Repeat every entry in full. Match each line exactly.
------------------------------------------------------------------------
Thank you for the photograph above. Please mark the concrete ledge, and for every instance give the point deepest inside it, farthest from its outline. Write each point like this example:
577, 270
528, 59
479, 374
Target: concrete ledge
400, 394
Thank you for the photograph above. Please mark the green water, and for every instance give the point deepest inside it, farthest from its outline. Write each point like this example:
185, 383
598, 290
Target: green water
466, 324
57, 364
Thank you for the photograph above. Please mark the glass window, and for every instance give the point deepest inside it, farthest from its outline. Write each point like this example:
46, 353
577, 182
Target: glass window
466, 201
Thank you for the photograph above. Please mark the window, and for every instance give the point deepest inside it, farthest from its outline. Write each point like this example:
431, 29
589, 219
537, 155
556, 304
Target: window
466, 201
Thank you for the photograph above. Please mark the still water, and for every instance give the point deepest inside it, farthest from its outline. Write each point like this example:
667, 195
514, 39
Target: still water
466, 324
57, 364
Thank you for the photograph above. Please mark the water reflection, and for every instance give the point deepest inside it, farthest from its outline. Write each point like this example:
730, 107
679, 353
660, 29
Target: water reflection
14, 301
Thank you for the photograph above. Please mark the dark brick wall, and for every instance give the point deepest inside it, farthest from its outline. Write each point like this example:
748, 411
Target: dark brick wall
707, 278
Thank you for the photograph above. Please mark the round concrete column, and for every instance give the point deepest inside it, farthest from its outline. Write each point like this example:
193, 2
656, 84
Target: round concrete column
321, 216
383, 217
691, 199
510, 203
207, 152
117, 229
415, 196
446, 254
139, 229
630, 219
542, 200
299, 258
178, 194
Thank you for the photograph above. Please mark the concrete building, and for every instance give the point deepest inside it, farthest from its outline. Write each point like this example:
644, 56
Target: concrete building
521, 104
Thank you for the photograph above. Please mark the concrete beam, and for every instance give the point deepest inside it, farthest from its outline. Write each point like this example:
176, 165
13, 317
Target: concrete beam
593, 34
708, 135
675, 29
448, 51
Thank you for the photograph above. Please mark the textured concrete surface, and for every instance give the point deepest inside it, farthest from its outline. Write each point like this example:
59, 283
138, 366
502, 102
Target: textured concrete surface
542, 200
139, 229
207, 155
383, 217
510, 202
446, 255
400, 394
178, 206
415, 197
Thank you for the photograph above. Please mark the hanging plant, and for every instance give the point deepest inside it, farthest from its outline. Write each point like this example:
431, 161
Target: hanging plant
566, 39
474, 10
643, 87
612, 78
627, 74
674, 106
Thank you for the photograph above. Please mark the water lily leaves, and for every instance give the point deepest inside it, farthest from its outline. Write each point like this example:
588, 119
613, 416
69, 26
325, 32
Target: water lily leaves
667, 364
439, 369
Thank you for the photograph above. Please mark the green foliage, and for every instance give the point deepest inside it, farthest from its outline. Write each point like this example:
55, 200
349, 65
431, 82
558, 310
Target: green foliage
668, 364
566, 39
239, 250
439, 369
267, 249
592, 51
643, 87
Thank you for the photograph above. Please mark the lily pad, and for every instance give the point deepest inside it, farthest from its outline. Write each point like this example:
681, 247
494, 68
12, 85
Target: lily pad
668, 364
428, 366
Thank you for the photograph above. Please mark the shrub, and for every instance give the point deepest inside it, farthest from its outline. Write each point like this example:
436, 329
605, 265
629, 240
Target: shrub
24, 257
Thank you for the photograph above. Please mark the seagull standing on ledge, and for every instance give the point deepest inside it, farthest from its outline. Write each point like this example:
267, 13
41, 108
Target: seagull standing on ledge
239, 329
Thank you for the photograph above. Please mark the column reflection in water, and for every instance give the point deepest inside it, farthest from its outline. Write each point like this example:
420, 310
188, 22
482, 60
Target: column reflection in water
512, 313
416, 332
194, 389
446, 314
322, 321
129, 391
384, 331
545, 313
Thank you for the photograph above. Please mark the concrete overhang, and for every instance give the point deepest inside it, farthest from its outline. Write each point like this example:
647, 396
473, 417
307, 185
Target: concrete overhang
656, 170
------------------------------------------------------------------------
ANSWER BOX:
Thank you for the photograph above. Please mark the concrete ledge, and for every instance give the point deepest inside it, farthest from its outline. Write each point like this example:
577, 270
528, 59
479, 374
Target: concrete ledge
400, 394
Thank you for the photograph above. Please mark the green water, and for every instance give the point deepest inside it, farthest from its outline. Write each point like this example:
185, 383
598, 290
Target: green water
466, 324
57, 364
Thank you for the photograph above. Please mark the glass window, and for every instance give the point deepest inside it, farthest from its outline. Write each point like this example:
46, 353
577, 182
Target: glass window
466, 201
Thank you for the photograph above. Please mark the window, and for every instance give the point deepest inside it, farthest from its outline. Write each point like this example:
431, 29
589, 219
537, 155
556, 304
Target: window
466, 201
Thank you for the photograph above. Please mark the still water, and for every instance give the point deepest inside it, farthest from its outline. Write each point like this example:
667, 195
514, 39
Target: still water
466, 324
57, 364
Thank you for the photograph above. Please mark the water reflection, and for every instance give the point deepest inside it, farthest from its outline. Write each point like this example:
730, 107
679, 353
660, 29
Target: water reflection
14, 301
Thank you for the photograph above. Please mark the dark brick wall, and for every instance give the point deepest inside it, farthest from its outline. Write each point like this example:
748, 411
Target: dark brick wall
707, 278
Thank you for the photograph above. Please mark the round concrete column, and for every instance give the point deepest inside it, farthest from its outline. Write each point like this example:
193, 2
656, 84
Target: round concrete column
321, 216
383, 217
691, 199
510, 203
207, 152
117, 229
415, 196
446, 254
139, 229
630, 219
542, 200
299, 258
178, 194
Thank you for the photograph above. Please mark the concrete building, and for every instance give the point deepest inside it, farthest from its outline. Write each point like this example:
644, 56
Target: concrete building
521, 104
Thank you for the photograph above. Please mark the concrete beam, and for every instance give the point deepest inside it, farthest from its outline. Write each point like this example:
176, 165
13, 317
Target: concrete beam
593, 34
708, 135
675, 29
448, 51
Thank you for the photograph above. Please mark the textured concrete surface, and for every instance give the point deepest inside it, farthest from its outline. Write each point like this example:
59, 283
138, 366
502, 102
Target: textured concrete surface
542, 200
139, 229
207, 155
383, 217
510, 202
446, 255
400, 394
178, 206
415, 197
Thank you for the photograph above. Please mark the hanging plant, and for every instance give the point deepest inside it, farthest from its outline. Write each point like this example:
431, 161
Target: hanging plant
566, 39
474, 10
643, 87
612, 78
627, 74
674, 106
Thank you for the photograph above. Please mark the water lily leaves, and for every instance give the point deepest inside it, farthest from its outline. Write each point like this example:
588, 119
613, 416
69, 26
325, 32
Target: water lily leaves
667, 364
439, 369
Thank you for the photograph above. Please mark the green foliage, and for every instance give the point deepest inside it, farthest from its outline. Write each point like this example:
55, 200
349, 65
431, 82
558, 310
Target: green foliage
668, 364
566, 39
239, 250
439, 369
267, 249
592, 51
643, 87
Thank you for the photograph above. Please mark the lily pad, and for every instance give the point deepest inside it, farthest from its outline. Write each point like this example:
681, 247
494, 68
12, 85
Target: lily pad
668, 364
428, 366
Thank you for the photograph above. Please mark the shrub, and for every instance give the point deepest inside it, farthest from its outline. Write each point like this example:
436, 329
605, 265
629, 240
Target: shrub
24, 257
Thank you for the photograph above. Please mark the seagull standing on ledge, and for every instance give the point deepest inside it, farthest from its outline. Write each point like this example:
267, 13
41, 108
Target: seagull standing on ledge
239, 329
Thank you for the photograph above. Please mark the column reflection in water, and for every instance give the point deepest inside it, farthest from its outline. Write each point like this example:
420, 310
188, 22
482, 60
Target: column reflection in water
512, 313
416, 332
194, 389
446, 314
322, 321
129, 391
384, 331
545, 313
Thank you for the photograph above. Please mark the concrete overhang, and for every instance give the point deepest inside it, farthest from its outline. Write each point like this example:
647, 396
473, 417
307, 185
Target: concrete overhang
656, 170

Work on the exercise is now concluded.